Problem statement » Once you reach the line that contains "Target: harbor", retype it and every line after it exactly, ending with the last line of the entries.

Source records »
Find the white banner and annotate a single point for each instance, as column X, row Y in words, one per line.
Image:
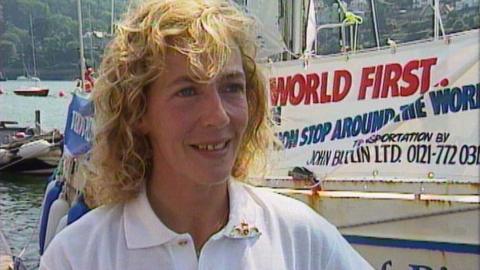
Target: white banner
column 410, row 112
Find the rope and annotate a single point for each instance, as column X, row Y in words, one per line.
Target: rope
column 351, row 19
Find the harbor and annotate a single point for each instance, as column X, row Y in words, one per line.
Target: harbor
column 379, row 133
column 21, row 195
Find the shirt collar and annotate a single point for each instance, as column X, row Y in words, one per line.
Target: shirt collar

Answer to this problem »
Target: harbor
column 379, row 133
column 21, row 195
Find the shirt collar and annotate a single point for each instance, as column X, row Y in words, one per line.
Target: shirt collar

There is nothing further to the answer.